Challenge: Update the lines running from the one containing "the metal shelter" through the last line, both ends included, so that "innermost point" reads "central point" and nothing else changes. Omit the pictures from your answer.

╭─ Working data

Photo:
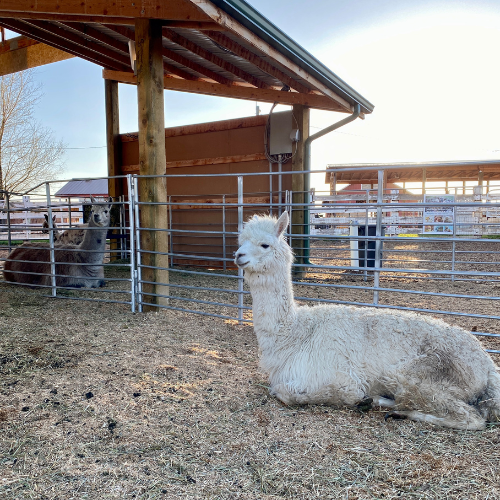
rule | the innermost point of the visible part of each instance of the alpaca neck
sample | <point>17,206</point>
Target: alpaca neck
<point>94,239</point>
<point>273,302</point>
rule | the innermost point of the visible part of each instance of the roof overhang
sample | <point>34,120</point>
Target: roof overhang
<point>367,173</point>
<point>218,47</point>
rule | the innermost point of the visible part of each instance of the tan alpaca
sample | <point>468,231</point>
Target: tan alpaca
<point>419,367</point>
<point>76,265</point>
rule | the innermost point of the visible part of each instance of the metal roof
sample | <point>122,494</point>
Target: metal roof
<point>83,189</point>
<point>216,47</point>
<point>366,173</point>
<point>258,24</point>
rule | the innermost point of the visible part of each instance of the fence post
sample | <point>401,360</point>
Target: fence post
<point>224,265</point>
<point>380,200</point>
<point>131,228</point>
<point>51,242</point>
<point>9,235</point>
<point>240,228</point>
<point>138,273</point>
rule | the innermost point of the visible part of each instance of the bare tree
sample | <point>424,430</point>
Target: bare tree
<point>29,154</point>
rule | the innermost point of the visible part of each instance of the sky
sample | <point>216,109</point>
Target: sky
<point>430,68</point>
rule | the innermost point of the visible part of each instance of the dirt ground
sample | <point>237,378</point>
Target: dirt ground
<point>98,403</point>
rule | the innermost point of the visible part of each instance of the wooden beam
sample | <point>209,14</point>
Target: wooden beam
<point>202,128</point>
<point>113,137</point>
<point>230,24</point>
<point>256,60</point>
<point>182,10</point>
<point>115,186</point>
<point>221,160</point>
<point>152,159</point>
<point>236,92</point>
<point>31,56</point>
<point>218,61</point>
<point>54,41</point>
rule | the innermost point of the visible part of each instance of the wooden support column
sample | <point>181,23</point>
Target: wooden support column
<point>301,114</point>
<point>152,159</point>
<point>115,186</point>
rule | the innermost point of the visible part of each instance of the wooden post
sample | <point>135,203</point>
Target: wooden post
<point>152,159</point>
<point>115,189</point>
<point>301,114</point>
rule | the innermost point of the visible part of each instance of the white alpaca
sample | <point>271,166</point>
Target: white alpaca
<point>420,367</point>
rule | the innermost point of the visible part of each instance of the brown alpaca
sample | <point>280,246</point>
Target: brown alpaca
<point>76,265</point>
<point>46,225</point>
<point>71,236</point>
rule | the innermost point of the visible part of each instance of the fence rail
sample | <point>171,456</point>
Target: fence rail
<point>436,254</point>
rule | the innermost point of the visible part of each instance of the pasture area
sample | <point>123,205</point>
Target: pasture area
<point>98,403</point>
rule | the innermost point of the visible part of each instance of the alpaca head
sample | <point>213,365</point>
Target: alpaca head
<point>100,213</point>
<point>262,245</point>
<point>46,224</point>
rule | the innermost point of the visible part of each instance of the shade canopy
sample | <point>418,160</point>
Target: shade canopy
<point>219,47</point>
<point>366,173</point>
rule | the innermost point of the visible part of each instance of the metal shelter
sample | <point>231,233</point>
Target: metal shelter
<point>215,47</point>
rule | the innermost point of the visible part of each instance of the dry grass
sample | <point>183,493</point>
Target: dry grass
<point>98,403</point>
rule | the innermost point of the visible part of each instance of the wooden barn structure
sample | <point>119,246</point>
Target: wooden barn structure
<point>215,47</point>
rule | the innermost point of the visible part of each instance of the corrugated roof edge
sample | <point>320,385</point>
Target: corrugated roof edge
<point>261,26</point>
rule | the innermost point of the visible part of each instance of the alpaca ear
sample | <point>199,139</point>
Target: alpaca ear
<point>282,224</point>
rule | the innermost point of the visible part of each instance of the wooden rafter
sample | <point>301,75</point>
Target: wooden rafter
<point>44,37</point>
<point>16,43</point>
<point>193,25</point>
<point>208,56</point>
<point>80,41</point>
<point>253,40</point>
<point>235,91</point>
<point>237,49</point>
<point>94,33</point>
<point>49,16</point>
<point>122,46</point>
<point>180,10</point>
<point>174,56</point>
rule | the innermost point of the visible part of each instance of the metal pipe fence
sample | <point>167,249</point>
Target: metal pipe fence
<point>56,262</point>
<point>369,247</point>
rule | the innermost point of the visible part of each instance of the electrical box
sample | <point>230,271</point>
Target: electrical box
<point>280,133</point>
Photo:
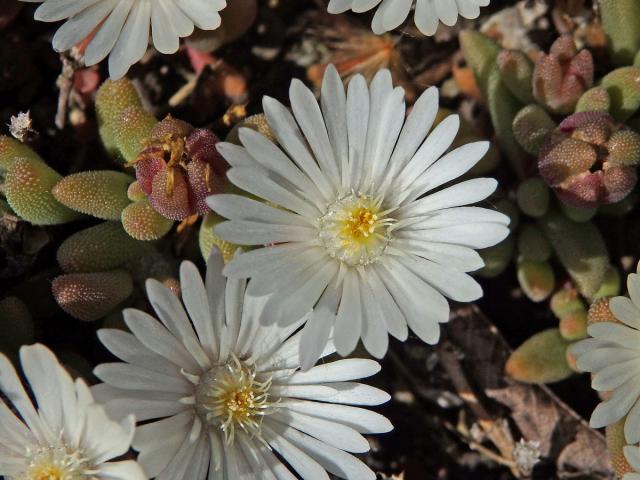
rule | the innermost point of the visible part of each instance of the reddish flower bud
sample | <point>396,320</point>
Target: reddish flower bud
<point>180,168</point>
<point>590,160</point>
<point>561,77</point>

╰─

Complete output:
rule | the central point of the visible part of each instance of the metal shelter
sample | <point>231,233</point>
Target: metal shelter
<point>215,47</point>
rule | the central point of the visible part of each instance of the dry grass
sample | <point>183,493</point>
Target: dry grass
<point>98,403</point>
rule | the central point of the visible part of each instance of the wooden barn structure
sample | <point>119,246</point>
Target: wooden barn structure
<point>215,47</point>
rule | the central point of the visible part of each instance of the corrugated roof edge
sample | <point>320,385</point>
Target: corrugated roof edge
<point>261,26</point>
rule | the central point of the visible part of each instance of the alpaca ear
sample | <point>199,139</point>
Target: alpaca ear
<point>282,224</point>
rule | the central point of the visible part of each instance of the wooden rafter
sample | <point>301,75</point>
Target: wooden rafter
<point>44,37</point>
<point>16,43</point>
<point>193,25</point>
<point>208,56</point>
<point>80,41</point>
<point>253,40</point>
<point>235,91</point>
<point>237,49</point>
<point>94,33</point>
<point>49,16</point>
<point>122,46</point>
<point>180,10</point>
<point>174,56</point>
rule | the central point of the visible part of each instance of the metal pipe fence
sample | <point>167,249</point>
Target: metal pipe fence
<point>56,262</point>
<point>369,247</point>
rule | the central point of the visible part of each instance of the electrical box
sample | <point>230,271</point>
Target: electrical box
<point>280,133</point>
Photo:
rule | the central point of the visible part of each instance of the reddish flower bud
sample | <point>396,320</point>
Target: reddish flower bud
<point>180,168</point>
<point>590,160</point>
<point>561,77</point>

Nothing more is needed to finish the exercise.